__WHAT TO PRODUCE__:
Write out the lines below as a JSON list of strings, one string for each line, leaving out any blank lines.

__SOURCE DATA__:
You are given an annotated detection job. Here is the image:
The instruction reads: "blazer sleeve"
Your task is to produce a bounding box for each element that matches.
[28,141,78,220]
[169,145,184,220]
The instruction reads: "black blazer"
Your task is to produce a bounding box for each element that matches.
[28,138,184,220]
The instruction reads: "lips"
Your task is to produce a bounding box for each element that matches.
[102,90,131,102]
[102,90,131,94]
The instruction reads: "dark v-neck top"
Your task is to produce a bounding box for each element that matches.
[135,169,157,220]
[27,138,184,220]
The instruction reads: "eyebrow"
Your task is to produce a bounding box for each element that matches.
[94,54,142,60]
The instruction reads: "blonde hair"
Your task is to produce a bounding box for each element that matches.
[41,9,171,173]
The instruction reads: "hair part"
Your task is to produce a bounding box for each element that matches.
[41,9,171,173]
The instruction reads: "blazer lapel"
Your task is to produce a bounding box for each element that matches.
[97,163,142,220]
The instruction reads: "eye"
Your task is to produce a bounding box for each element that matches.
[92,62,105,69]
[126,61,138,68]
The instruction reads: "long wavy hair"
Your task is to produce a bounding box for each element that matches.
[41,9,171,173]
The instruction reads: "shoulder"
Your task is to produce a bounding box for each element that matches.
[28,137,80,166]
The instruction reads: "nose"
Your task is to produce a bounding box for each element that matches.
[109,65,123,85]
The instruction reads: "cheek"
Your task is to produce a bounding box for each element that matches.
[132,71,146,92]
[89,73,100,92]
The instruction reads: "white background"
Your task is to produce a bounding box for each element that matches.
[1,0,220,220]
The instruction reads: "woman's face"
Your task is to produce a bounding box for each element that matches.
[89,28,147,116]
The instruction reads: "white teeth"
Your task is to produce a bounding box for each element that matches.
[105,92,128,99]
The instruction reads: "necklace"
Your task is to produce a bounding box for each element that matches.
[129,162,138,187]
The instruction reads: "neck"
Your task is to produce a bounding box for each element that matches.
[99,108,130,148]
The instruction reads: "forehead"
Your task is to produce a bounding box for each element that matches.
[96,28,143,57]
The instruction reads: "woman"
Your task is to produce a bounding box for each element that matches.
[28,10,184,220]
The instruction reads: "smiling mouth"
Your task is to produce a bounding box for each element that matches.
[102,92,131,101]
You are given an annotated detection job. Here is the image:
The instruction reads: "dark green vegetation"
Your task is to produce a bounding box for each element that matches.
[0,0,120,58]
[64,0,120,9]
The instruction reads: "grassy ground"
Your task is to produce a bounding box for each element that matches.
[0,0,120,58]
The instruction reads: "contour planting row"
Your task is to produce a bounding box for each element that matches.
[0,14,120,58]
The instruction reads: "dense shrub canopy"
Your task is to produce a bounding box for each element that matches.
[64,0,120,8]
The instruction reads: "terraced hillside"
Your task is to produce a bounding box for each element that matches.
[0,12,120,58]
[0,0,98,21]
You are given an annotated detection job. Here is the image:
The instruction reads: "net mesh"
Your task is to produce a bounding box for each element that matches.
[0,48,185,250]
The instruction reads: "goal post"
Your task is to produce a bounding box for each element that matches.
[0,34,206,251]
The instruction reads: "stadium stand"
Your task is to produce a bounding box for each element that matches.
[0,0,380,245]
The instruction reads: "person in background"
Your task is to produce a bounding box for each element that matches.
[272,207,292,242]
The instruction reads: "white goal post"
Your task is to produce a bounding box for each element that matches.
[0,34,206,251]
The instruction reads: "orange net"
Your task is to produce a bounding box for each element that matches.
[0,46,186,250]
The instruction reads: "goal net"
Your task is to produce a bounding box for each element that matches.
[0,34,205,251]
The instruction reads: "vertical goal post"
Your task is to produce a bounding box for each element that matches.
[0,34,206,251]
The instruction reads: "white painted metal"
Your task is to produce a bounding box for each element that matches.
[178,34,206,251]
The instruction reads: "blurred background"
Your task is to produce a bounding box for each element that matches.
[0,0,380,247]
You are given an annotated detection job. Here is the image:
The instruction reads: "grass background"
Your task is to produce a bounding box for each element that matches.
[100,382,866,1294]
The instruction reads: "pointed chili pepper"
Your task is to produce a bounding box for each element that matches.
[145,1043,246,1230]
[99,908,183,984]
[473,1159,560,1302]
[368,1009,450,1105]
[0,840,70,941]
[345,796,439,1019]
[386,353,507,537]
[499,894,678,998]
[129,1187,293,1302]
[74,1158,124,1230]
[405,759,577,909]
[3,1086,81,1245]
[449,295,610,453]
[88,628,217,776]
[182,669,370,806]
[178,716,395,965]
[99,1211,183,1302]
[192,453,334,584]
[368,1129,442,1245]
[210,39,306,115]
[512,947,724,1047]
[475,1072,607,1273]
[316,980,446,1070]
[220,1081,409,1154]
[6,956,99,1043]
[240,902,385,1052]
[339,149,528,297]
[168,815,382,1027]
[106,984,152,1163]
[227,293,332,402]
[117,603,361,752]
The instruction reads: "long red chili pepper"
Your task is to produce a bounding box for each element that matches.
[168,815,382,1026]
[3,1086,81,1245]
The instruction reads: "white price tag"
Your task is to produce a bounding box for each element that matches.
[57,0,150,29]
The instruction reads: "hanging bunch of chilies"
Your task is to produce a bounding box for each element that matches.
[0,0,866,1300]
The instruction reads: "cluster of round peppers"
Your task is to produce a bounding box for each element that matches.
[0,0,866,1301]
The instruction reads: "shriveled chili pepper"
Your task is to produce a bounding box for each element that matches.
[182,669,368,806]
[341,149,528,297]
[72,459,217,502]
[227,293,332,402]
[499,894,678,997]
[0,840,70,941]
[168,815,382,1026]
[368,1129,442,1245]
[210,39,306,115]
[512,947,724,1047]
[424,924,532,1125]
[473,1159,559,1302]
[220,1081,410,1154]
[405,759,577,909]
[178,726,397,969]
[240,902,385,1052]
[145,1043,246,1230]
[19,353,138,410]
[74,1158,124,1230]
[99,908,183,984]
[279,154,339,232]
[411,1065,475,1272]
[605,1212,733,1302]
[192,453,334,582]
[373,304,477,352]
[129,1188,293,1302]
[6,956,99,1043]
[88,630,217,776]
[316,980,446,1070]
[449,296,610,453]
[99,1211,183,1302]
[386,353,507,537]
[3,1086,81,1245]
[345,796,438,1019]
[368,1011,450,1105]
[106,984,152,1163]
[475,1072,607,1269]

__PROBLEM SOLUTION__:
[
  "You are given an annotated detection job. Here is the image:",
  "The instruction reads: \"blazer sleeve\"",
  "Your task is to produce a bounding box for each element that matches.",
  "[28,141,78,220]",
  "[169,145,184,220]",
  "The instruction reads: \"black blazer\"",
  "Your task is to produce a bounding box for each element that matches.",
  "[28,138,184,220]",
  "The instruction reads: \"lips\"",
  "Your task is to produce a bounding box for each element that matches.",
  "[102,90,131,102]",
  "[102,90,131,94]",
  "The instruction reads: \"dark v-neck top\"",
  "Your task is to produce a bounding box for each element that matches.",
  "[135,169,157,220]",
  "[27,138,184,220]",
  "The instruction reads: \"eyebrow\"",
  "Your task is to produce a bounding box for each element that matches.",
  "[94,54,142,60]",
  "The instruction reads: \"blonde hair\"",
  "Your task is to produce a bounding box for each element that matches.",
  "[41,9,171,173]",
  "The instruction reads: \"hair part\"",
  "Your task is to produce a bounding box for each element that matches.",
  "[41,9,171,173]",
  "The instruction reads: \"blazer lapel\"",
  "Your task is to produce a bounding box for each element that matches.",
  "[97,163,142,220]",
  "The instruction reads: \"eye\"",
  "Your task is to produce a bounding box for each element that matches.",
  "[92,62,105,69]",
  "[126,61,138,68]",
  "The instruction reads: \"long wavy hair\"",
  "Your task is to produce a bounding box for each element that matches.",
  "[41,9,171,173]",
  "The instruction reads: \"shoulder\"",
  "Your task is to produce a bounding box for each element that matches.",
  "[28,137,80,166]",
  "The instruction reads: \"nose\"",
  "Your task is to produce a bounding box for each element that matches.",
  "[109,65,123,85]",
  "The instruction reads: \"cheek\"",
  "Your task is to produce a bounding box for each element that matches.",
  "[132,71,146,92]",
  "[89,73,100,92]",
  "The instruction reads: \"white background\"",
  "Your task is to produce a bounding box for each element that matches.",
  "[1,0,220,220]",
  "The instruction reads: \"woman's face\"",
  "Your task is to produce a bounding box for each element that matches.",
  "[89,28,147,116]",
  "The instruction reads: \"white teeth\"",
  "Your task is to produce a bounding box for each element that matches.",
  "[105,92,128,99]",
  "The instruction reads: \"necklace\"",
  "Your task is to produce a bounding box for each element that matches.",
  "[129,162,138,187]",
  "The instruction reads: \"neck\"",
  "Your task is to produce a bounding box for each element that matches.",
  "[99,108,130,148]",
  "The instruction reads: \"forehead\"",
  "Your task is to produce a bounding box for each element that matches.",
  "[96,28,143,57]",
  "The instruction reads: \"woman\"",
  "Your task is to produce a bounding box for each element that matches.",
  "[28,10,184,220]",
  "The instruction reads: \"smiling mouth\"",
  "Your task is to produce a bounding box for each element that matches.",
  "[102,92,131,101]",
  "You are given an annotated detection job. Here is the image:",
  "The instruction reads: \"dark green vegetation\"",
  "Your task is to produce a bounding box for each element that matches.",
  "[0,0,120,58]",
  "[64,0,120,9]",
  "The instruction reads: \"grassy ground\"",
  "Your task is to produce a bounding box for each element that matches.",
  "[0,0,120,58]",
  "The instruction reads: \"contour planting row\"",
  "Your task is to produce a bounding box for each element that matches.",
  "[0,14,120,58]",
  "The instruction reads: \"dense shrub canopy\"",
  "Your task is to produce a bounding box for each element that matches.",
  "[64,0,120,8]",
  "The instruction reads: \"terraced hillside\"",
  "Your task is to produce a bounding box for each element that matches.",
  "[0,12,120,58]",
  "[0,0,98,21]",
  "You are given an annotated detection job. Here is the image:",
  "The instruction reads: \"net mesh\"",
  "Your task is to produce a bounding box for each element that matches.",
  "[0,48,185,250]",
  "The instruction reads: \"goal post\"",
  "Your task is to produce a bounding box for each element that matches.",
  "[0,34,206,251]",
  "The instruction reads: \"stadium stand\"",
  "Your task is to produce a bounding box for each element that matches.",
  "[0,0,380,245]",
  "The instruction reads: \"person in background\"",
  "Your task is to produce a bounding box for each element that matches.",
  "[272,207,292,242]",
  "The instruction reads: \"white goal post\"",
  "Your task is to produce a bounding box for each element that matches.",
  "[0,34,206,251]",
  "The instruction reads: \"orange net\"",
  "Your task is to produce a bounding box for each element that matches.",
  "[0,46,186,250]",
  "The instruction reads: \"goal net\"",
  "Your task is to produce a bounding box for each element that matches.",
  "[0,34,205,251]",
  "The instruction reads: \"vertical goal post\"",
  "Your task is to produce a bounding box for each element that matches.",
  "[0,34,206,251]",
  "The instruction reads: \"white painted metal\"",
  "Your task is to produce a bounding box for each element that matches.",
  "[178,34,206,251]",
  "The instruction reads: \"blurred background\"",
  "Your task is to produce a bounding box for each element that matches.",
  "[0,0,380,247]",
  "You are given an annotated detection job. Here is the image:",
  "The instruction reads: \"grass background\"",
  "Your task is to produce a bounding box for each element that matches.",
  "[100,382,866,1294]",
  "The instruction reads: \"pointed chili pepper\"",
  "Your task is to produce a bounding box for each element that matches.",
  "[145,1043,246,1230]",
  "[99,908,183,984]",
  "[473,1159,560,1302]",
  "[368,1009,450,1105]",
  "[0,840,70,941]",
  "[345,796,439,1019]",
  "[386,353,507,537]",
  "[499,894,678,998]",
  "[129,1187,293,1302]",
  "[74,1158,124,1230]",
  "[405,759,577,909]",
  "[3,1086,81,1245]",
  "[449,295,610,453]",
  "[88,628,217,776]",
  "[182,669,370,806]",
  "[178,716,395,965]",
  "[99,1211,183,1302]",
  "[192,453,334,584]",
  "[368,1129,442,1245]",
  "[210,39,306,115]",
  "[512,947,724,1047]",
  "[475,1072,607,1273]",
  "[316,980,446,1070]",
  "[220,1081,409,1154]",
  "[6,956,99,1043]",
  "[240,902,385,1052]",
  "[339,149,528,297]",
  "[168,815,382,1027]",
  "[106,984,152,1163]",
  "[227,293,332,402]",
  "[117,603,361,752]",
  "The instruction reads: \"long red chili pepper\"",
  "Your task is to produce a bounding box for each element that matches.",
  "[168,815,382,1026]",
  "[3,1086,81,1245]",
  "The instruction reads: \"white price tag\"",
  "Your task is to produce a bounding box for each element that matches.",
  "[57,0,150,29]",
  "The instruction reads: \"hanging bunch of chilies\"",
  "Your task is to produce a bounding box for each element that matches.",
  "[0,0,866,1300]",
  "The instruction reads: \"cluster of round peppers\"",
  "Your task is to produce a bounding box for each element that matches.",
  "[0,0,866,1301]",
  "The instruction reads: \"shriveled chili pepper\"",
  "Your task is to produce a bounding box for each element that matches.",
  "[182,669,368,806]",
  "[341,149,528,297]",
  "[72,459,217,502]",
  "[227,293,332,402]",
  "[499,894,678,997]",
  "[0,840,70,941]",
  "[168,815,382,1026]",
  "[368,1129,442,1245]",
  "[210,39,306,115]",
  "[512,947,724,1047]",
  "[424,924,532,1125]",
  "[473,1159,559,1302]",
  "[220,1081,410,1154]",
  "[405,759,577,909]",
  "[178,726,397,969]",
  "[240,902,385,1052]",
  "[145,1043,246,1230]",
  "[19,353,138,410]",
  "[74,1158,124,1230]",
  "[99,908,183,984]",
  "[279,154,339,232]",
  "[411,1065,475,1272]",
  "[605,1212,733,1302]",
  "[192,453,334,582]",
  "[373,304,477,352]",
  "[129,1188,293,1302]",
  "[6,956,99,1043]",
  "[88,630,217,776]",
  "[316,980,446,1070]",
  "[449,296,610,453]",
  "[99,1211,183,1302]",
  "[386,353,507,537]",
  "[3,1086,81,1245]",
  "[345,796,438,1019]",
  "[368,1011,450,1105]",
  "[106,984,152,1163]",
  "[475,1072,607,1269]"
]